The basic assumption underlying this paper is that computerized adaptive testing 
(CAT) can be viewed as an instance of constrained sequential optimization. The selection 
of each next item in the test involves optimization of an objective function, for example, 
maximization of the information in the item at the current ability estimate or the fit of 
the information in the test to a target function. This optimization is subject to various 
constraints on item and test attributes dealing with, for example, their response format or 
content. 

The idea of CAT as constrained sequential optimization is adopted in the shadow 
test approach to adaptive testing (van der Linden, in press; van der Linden & Reese, 
1998). In this approach, at each step a full test (’’shadow test”) is assembled. The item 
to be administered is selected from this shadow test rather than the full item pool. Each 
shadow tests is assembled to be optimal subject to a set of constraints representing the 
test specifications. As a result, the CAT also meets all constraints. At the same time, it 
tends to have an optimal value for its objective function.

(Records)
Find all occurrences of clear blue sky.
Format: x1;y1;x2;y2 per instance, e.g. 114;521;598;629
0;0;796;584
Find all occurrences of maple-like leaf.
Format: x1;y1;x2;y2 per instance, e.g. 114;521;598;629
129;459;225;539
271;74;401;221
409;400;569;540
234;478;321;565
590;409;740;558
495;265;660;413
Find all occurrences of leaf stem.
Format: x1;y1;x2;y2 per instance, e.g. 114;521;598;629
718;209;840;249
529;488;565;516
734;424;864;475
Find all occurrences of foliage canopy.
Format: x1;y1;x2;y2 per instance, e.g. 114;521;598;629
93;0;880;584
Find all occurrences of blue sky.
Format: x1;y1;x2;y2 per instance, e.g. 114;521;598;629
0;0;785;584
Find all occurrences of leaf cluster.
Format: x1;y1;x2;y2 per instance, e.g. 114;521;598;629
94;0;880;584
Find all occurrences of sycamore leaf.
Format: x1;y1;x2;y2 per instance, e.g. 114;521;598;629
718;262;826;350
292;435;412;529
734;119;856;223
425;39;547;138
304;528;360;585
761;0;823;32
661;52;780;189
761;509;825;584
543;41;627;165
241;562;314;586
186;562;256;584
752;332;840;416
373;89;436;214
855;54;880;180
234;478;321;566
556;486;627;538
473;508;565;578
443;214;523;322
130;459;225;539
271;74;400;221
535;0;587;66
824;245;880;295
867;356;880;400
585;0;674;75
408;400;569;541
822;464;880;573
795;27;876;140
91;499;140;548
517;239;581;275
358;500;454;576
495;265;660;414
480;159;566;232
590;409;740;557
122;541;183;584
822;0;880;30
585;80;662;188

Parts of the exercise –
A – Reproduce the records word for word, starting at the line that reads "Find all occurrences of leaf cluster." and ending with the final line of the records.
B – Continue the passage on computerized adaptive testing as constrained sequential optimization, picking up right after its final sentence.

Outputs by task –
A –
Find all occurrences of leaf cluster.
Format: x1;y1;x2;y2 per instance, e.g. 114;521;598;629
94;0;880;584
Find all occurrences of sycamore leaf.
Format: x1;y1;x2;y2 per instance, e.g. 114;521;598;629
718;262;826;350
292;435;412;529
734;119;856;223
425;39;547;138
304;528;360;585
761;0;823;32
661;52;780;189
761;509;825;584
543;41;627;165
241;562;314;586
186;562;256;584
752;332;840;416
373;89;436;214
855;54;880;180
234;478;321;566
556;486;627;538
473;508;565;578
443;214;523;322
130;459;225;539
271;74;400;221
535;0;587;66
824;245;880;295
867;356;880;400
585;0;674;75
408;400;569;541
822;464;880;573
795;27;876;140
91;499;140;548
517;239;581;275
358;500;454;576
495;265;660;414
480;159;566;232
590;409;740;557
122;541;183;584
822;0;880;30
585;80;662;188

B –
The algorithm for constrained CAT with shadow tests can be summarized as follows: 

Step 1: Choose an initial value of the examinee’s ability parameter 9 . 

Step 2: Assemble the first shadow test such that all constraints are met and the 
objective function is optimized. 

Step 3: Administer an item from the shadow test with optimal properties at the current 
9 estimate. 

Step 4: Update all parameters in the test assembly model. 

Step 5: Assemble a new shadow test fixing the items already administered. 

Step 6: Repeat Steps 3-6 until n items have been administered.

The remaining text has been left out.